WHAT YOU HAVE TO DO:
Check each line of the entries below for the string "ground"; copy every line where it appears.

Stored items:
----------
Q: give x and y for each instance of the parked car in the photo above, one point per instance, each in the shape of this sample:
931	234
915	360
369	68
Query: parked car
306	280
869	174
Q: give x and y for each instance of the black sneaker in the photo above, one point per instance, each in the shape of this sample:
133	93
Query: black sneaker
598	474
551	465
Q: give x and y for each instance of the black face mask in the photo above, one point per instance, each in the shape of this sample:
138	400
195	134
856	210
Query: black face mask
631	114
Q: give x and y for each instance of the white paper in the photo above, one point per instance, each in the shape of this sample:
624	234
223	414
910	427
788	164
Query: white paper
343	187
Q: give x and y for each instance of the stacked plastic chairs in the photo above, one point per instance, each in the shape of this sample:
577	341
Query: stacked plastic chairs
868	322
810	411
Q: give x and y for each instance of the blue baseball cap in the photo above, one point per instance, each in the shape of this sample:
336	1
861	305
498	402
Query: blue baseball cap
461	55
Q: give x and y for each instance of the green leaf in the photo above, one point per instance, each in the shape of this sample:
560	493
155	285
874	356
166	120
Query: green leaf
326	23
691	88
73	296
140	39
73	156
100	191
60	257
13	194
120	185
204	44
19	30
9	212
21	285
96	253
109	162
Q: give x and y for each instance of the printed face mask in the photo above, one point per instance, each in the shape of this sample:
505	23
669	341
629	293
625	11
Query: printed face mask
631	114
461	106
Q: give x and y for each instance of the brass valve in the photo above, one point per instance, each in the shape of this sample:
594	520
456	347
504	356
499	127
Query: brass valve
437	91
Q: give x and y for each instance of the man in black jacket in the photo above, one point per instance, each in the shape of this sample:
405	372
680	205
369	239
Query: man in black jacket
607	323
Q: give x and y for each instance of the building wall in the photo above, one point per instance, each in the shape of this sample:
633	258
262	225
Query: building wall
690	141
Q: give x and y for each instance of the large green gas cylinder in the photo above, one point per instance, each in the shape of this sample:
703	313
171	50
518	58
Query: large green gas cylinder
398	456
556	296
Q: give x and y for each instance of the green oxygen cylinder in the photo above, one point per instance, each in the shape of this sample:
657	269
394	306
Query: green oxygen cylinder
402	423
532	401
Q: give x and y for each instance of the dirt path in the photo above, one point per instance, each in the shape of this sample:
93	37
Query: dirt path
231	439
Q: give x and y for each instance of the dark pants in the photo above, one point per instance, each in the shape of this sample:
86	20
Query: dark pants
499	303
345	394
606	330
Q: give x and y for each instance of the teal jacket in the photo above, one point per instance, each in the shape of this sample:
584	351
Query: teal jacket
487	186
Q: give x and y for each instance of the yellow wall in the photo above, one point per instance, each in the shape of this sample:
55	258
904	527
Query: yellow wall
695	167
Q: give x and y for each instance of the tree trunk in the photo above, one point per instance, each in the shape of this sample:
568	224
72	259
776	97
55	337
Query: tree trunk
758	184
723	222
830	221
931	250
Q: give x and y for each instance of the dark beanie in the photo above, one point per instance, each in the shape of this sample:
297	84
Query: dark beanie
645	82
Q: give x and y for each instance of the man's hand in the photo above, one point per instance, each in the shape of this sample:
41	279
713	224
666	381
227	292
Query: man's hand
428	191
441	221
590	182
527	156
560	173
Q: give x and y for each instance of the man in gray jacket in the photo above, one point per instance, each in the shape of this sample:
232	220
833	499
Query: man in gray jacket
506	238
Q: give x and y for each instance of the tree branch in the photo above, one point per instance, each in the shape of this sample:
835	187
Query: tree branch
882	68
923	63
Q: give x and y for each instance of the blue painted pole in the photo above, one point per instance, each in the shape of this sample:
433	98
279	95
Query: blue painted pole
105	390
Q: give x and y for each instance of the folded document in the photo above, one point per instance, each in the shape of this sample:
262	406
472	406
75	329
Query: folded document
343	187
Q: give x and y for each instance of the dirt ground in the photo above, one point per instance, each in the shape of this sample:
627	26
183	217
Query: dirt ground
----------
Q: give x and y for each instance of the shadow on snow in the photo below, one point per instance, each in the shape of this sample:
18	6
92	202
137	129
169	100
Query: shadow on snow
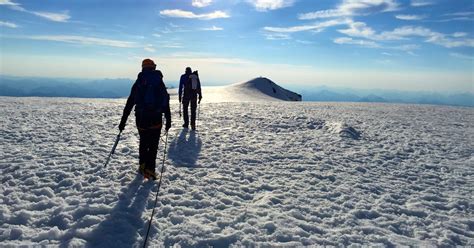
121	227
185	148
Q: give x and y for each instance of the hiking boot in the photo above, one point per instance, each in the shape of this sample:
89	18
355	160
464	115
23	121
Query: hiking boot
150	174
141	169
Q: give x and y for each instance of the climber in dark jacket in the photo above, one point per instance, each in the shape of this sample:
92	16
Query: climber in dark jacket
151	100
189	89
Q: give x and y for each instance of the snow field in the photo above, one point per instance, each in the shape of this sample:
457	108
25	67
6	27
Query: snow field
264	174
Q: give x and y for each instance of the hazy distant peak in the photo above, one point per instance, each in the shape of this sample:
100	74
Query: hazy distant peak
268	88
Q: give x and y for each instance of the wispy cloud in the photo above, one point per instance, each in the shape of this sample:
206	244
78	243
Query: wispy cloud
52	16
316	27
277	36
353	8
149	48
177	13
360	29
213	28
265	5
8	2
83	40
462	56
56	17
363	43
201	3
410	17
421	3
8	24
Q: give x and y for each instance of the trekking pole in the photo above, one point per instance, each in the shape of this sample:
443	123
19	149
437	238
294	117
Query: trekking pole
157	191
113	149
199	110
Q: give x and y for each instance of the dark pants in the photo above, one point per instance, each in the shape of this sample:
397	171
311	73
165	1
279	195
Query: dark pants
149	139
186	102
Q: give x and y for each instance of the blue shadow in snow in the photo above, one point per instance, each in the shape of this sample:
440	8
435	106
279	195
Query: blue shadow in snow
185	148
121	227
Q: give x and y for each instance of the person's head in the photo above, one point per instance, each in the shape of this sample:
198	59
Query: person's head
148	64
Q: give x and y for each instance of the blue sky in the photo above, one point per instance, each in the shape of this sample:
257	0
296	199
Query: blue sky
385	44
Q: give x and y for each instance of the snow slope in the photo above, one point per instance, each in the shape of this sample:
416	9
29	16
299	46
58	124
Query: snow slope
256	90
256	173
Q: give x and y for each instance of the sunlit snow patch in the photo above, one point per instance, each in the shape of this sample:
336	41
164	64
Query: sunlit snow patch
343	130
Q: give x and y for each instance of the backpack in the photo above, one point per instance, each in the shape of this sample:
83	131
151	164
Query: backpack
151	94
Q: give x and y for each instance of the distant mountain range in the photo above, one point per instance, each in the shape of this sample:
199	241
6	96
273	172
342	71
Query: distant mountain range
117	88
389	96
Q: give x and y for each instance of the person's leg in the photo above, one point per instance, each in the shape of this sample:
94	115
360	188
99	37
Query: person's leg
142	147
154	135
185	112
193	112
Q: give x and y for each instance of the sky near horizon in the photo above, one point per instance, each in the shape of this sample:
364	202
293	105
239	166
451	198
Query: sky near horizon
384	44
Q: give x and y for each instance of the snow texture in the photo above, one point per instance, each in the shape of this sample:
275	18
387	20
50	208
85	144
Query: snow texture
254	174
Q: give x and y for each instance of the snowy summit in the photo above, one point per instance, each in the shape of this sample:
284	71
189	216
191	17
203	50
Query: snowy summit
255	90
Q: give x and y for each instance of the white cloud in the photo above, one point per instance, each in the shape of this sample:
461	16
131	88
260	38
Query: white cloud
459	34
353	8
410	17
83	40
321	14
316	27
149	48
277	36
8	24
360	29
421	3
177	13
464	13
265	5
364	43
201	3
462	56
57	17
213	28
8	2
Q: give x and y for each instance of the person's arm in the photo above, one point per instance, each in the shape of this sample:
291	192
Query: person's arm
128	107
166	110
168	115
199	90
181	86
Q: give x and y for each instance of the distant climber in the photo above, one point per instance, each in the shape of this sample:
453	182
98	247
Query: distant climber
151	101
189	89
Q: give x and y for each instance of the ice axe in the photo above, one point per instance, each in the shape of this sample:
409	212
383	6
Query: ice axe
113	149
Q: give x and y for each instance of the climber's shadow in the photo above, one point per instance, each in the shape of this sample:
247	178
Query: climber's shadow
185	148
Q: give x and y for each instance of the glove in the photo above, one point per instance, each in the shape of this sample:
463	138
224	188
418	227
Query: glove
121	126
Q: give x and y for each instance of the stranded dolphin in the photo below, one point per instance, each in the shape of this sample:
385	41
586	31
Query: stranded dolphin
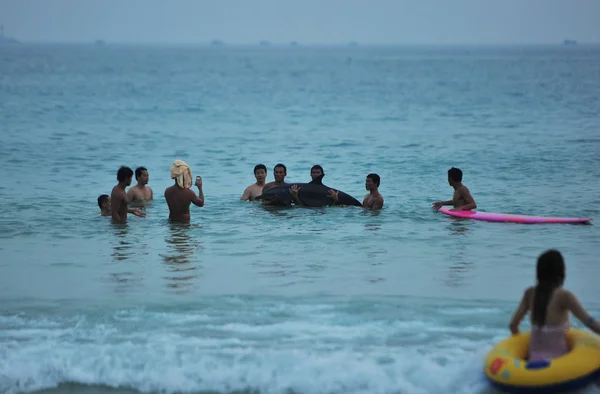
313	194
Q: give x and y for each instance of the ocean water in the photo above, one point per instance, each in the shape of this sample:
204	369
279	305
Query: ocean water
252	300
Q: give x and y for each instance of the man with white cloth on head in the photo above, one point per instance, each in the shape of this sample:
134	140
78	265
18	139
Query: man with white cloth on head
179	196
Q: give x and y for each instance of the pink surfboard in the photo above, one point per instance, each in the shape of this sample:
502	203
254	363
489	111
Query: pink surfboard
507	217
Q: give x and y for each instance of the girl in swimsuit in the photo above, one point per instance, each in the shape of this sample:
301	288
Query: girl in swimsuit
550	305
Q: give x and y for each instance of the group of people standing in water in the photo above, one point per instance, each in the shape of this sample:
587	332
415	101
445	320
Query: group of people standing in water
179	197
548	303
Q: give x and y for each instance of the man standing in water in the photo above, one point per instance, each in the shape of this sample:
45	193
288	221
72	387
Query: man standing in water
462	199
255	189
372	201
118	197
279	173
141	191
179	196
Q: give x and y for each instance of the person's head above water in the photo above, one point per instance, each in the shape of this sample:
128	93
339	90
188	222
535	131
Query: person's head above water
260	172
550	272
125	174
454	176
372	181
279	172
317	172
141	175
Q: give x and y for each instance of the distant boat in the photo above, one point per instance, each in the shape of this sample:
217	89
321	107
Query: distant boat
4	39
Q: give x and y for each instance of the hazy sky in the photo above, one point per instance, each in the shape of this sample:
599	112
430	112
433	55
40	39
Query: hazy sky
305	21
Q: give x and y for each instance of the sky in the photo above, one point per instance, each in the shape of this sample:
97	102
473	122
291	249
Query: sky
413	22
----------
RESPONSE BELOW:
Q: give x and y for each instance of the dirt ground in the photo above, one point per instance, each in the shape of this sample:
Query: dirt ground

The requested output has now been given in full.